# PASSAGE FOR REVIEW:

******************************

There are 10 different Medicare Supplement plans.  Plan A-D, F, G, K-N.  

Medigap Benefits Medigap Plans
A B C D F* G* K** L** M N
Part A coinsurance and hospital costs up to an additional 365 days after Medicare benefits are used up Yes Yes Yes Yes Yes Yes Yes Yes Yes Yes
Part B coinsurance or copayment Yes Yes Yes Yes Yes Yes 50% 75% Yes Yes***
Blood (first 3 pints) Yes Yes Yes Yes Yes Yes 50% 75% Yes Yes
Part A hospice care coinsurance or copayment Yes Yes Yes Yes Yes Yes 50% 75% Yes Yes
Skilled nursing facility care coinsurance No No Yes Yes Yes Yes 50% 75% Yes Yes
Part A deductible No Yes Yes Yes Yes Yes 50% 75% 50% Yes
Part B deductible No No Yes No Yes No No No No No
Part B excess charge No No No No Yes Yes No No No No
Foreign travel emergency (maximum of $50,000 lifetime limit) No No 80% 80% 80% 80% No No 80% 80%
Out-of-pocket limit** N/A N/A N/A N/A N/A N/A $6,220 in 2021 $3,110 in 2021 N/A N/A

* Plans F and G also offer a high-deductible plan in some states. With this option, you must pay for Medicare-covered costs (coinsurance, copayments, and deductibles) up to the deductible amount of $2,370 in 2021 before your policy pays anything. (Plans C and F aren’t available to people who were newly eligible for Medicare on or after January 1, 2020.)

** For Plans K and L, after you meet your out-of-pocket yearly limit and your yearly Part B deductible, the Medigap plan pays 100% of covered services for the rest of the calendar year.

*** Plan N pays 100% of the Part B coinsurance, except for a copayment of up to $20 for some office visits and up to a $50 copayment for emergency room visits that don’t result in inpatient admission.

If you live in Massachusetts, Minnesota or Wisconsin the plans are standardized differently.  You will need to refer to the Medicare.gov website for specifics.  (https://www.medicare.gov/supplements-other-insurance/how-to-compare-medigap-policies)

You must have Part A AND Part B of Medicare to get a Medicare Supplement. That is because the supplement pays AFTER Medicare.  If Medicare doesn’t pay, then the supplement will not pay.  The only exception to this is foreign travel emergency.  As long as a provider accepts Medicare, they must accept the Medicare supplement no matter what company it is.

******************************

# AVAILABLE DATA:
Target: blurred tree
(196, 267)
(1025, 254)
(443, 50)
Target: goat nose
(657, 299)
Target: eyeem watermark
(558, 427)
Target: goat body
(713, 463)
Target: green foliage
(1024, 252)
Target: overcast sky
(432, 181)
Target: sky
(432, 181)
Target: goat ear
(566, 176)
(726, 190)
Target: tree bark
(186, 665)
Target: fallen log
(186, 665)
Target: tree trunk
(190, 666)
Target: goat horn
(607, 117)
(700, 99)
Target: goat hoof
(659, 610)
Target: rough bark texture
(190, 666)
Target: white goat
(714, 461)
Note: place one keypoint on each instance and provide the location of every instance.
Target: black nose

******************************

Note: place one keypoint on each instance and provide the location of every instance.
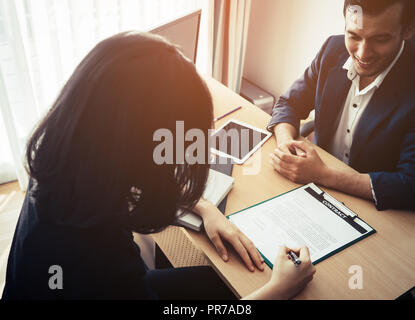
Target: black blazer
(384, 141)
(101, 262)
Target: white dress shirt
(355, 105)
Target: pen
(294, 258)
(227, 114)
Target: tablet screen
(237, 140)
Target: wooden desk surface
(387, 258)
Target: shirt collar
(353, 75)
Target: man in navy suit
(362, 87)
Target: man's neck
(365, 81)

******************************

# TASK REQUIREMENTS:
1 > According to the Medicare Supplement text, in which three states are the plans standardized differently?
2 > Reproduce the portion of the Medicare Supplement text between "If you live" and "company it is.", inclusive.
The material has no connection to the Medicare Supplement text.

# PROBLEM SOLUTIONS:
1 > Massachusetts, Minnesota and Wisconsin.

2 >
If you live in Massachusetts, Minnesota or Wisconsin the plans are standardized differently.  You will need to refer to the Medicare.gov website for specifics.  (https://www.medicare.gov/supplements-other-insurance/how-to-compare-medigap-policies)

You must have Part A AND Part B of Medicare to get a Medicare Supplement. That is because the supplement pays AFTER Medicare.  If Medicare doesn’t pay, then the supplement will not pay.  The only exception to this is foreign travel emergency.  As long as a provider accepts Medicare, they must accept the Medicare supplement no matter what company it is.